Rows of box annotation data:
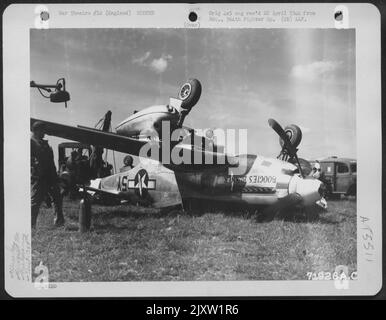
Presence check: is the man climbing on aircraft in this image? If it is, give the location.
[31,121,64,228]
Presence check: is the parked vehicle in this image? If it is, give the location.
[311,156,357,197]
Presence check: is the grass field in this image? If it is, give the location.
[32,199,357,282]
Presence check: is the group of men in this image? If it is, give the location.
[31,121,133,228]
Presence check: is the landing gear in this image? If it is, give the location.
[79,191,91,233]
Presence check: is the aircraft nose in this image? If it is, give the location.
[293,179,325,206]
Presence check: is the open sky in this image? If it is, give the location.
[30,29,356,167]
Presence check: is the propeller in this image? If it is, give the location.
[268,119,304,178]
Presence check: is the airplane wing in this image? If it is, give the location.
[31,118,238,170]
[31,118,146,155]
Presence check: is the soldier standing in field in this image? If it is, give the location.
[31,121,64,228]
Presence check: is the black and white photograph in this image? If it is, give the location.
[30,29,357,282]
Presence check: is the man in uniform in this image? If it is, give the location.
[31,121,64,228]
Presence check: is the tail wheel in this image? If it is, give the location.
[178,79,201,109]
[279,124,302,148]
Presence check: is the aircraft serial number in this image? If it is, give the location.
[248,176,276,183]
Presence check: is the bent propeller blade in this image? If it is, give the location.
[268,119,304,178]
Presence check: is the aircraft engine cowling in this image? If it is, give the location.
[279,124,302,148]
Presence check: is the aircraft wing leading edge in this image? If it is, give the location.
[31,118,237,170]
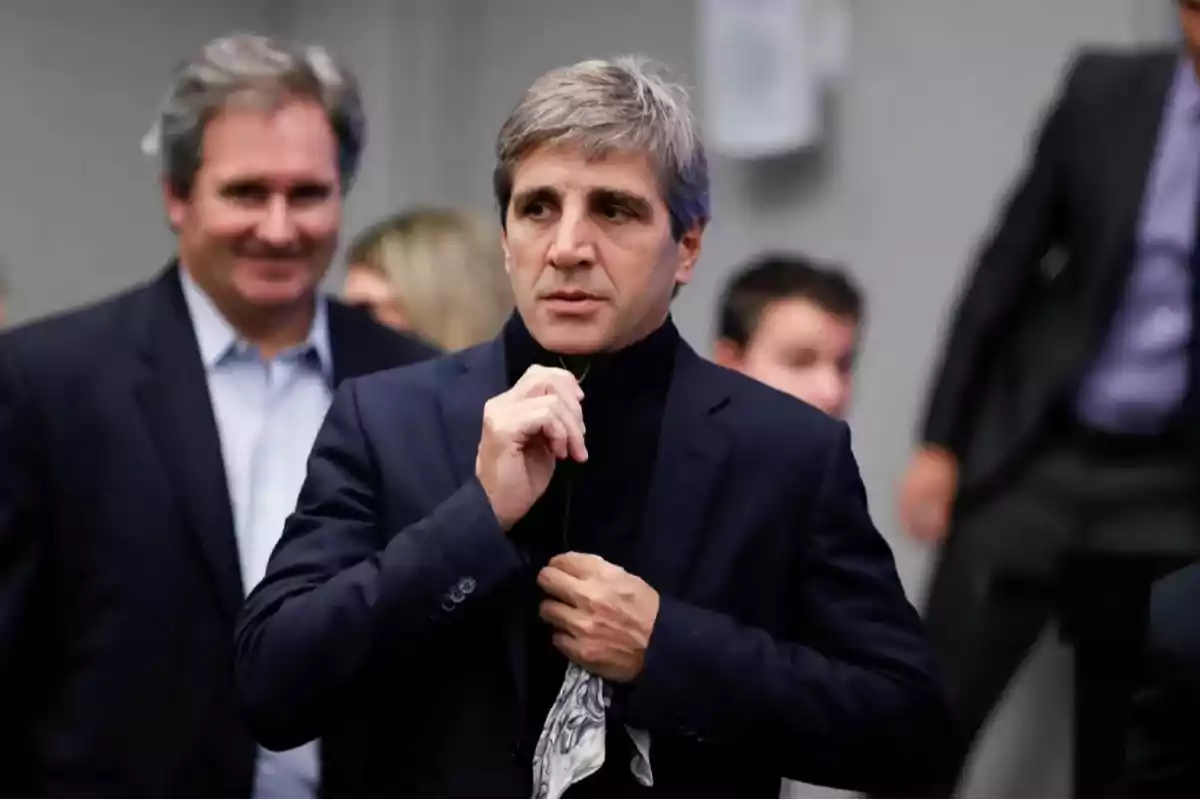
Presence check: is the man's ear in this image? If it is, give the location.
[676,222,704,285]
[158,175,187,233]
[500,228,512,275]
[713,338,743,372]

---

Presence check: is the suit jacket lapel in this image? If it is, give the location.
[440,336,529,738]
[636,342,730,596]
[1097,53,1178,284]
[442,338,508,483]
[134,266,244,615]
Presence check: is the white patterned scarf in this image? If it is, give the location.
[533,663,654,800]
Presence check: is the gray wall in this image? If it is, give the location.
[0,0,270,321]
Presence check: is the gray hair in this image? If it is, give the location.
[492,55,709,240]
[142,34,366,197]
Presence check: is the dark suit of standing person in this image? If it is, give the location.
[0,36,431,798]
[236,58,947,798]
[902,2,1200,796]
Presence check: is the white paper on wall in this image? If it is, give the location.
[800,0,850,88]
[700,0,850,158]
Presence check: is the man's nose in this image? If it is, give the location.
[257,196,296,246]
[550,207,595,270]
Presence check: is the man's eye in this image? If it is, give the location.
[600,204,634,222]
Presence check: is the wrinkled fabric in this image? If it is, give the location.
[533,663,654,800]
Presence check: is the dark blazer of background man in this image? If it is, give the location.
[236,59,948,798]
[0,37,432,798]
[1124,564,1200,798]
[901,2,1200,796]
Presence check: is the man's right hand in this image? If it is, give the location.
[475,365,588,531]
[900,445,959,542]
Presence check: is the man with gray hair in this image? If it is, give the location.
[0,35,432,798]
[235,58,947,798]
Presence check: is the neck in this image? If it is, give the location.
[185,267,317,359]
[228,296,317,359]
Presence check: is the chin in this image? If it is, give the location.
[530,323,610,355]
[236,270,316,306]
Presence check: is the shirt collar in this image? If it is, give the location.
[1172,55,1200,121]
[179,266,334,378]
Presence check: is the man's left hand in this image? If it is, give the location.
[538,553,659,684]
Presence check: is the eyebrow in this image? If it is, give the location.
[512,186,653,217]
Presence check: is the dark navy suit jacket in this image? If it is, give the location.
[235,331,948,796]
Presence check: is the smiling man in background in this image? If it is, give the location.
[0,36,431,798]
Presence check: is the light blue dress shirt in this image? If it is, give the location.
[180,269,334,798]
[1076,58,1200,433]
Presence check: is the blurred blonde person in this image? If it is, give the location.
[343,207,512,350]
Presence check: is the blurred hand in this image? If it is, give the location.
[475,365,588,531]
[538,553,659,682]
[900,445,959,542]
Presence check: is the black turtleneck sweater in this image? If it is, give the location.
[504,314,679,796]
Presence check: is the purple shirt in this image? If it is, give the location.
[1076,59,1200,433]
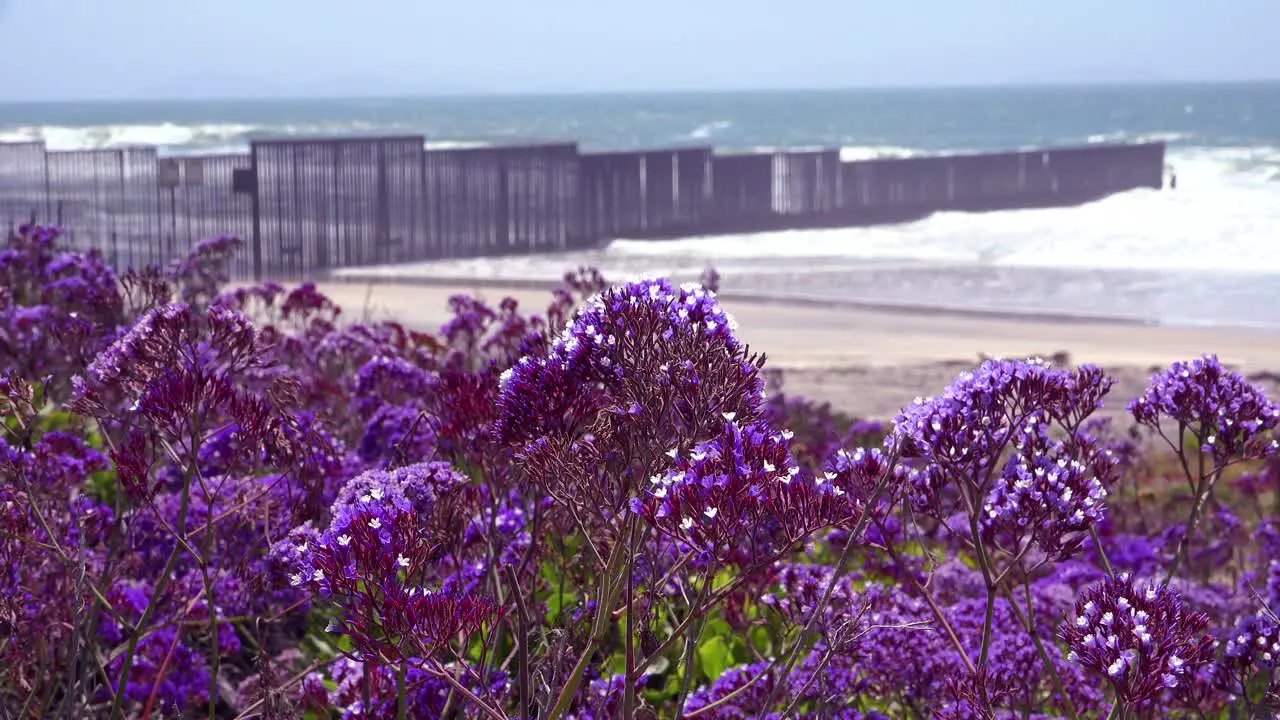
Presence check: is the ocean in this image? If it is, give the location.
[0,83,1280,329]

SET EXERCISE:
Repeat word for word everything in the items above from the line that contains "Presence check: is the man climbing" down to the line that contains "[293,179,325,206]", both included.

TASK SOLUTION:
Presence check: is the man climbing on aircraft in this image? If it is, give the location.
[31,121,64,228]
Presence check: is the parked vehicle in this image? If it is, give the location.
[311,156,357,197]
Presence check: is the grass field in this image? If it is, give the location.
[32,199,357,282]
Presence check: is the group of men in this image? If it is, give the location.
[31,121,133,228]
Presence check: is the landing gear in this image? If it is, give the location.
[79,191,91,233]
Presence check: is the aircraft nose in this image? If it is, give the location.
[293,179,325,206]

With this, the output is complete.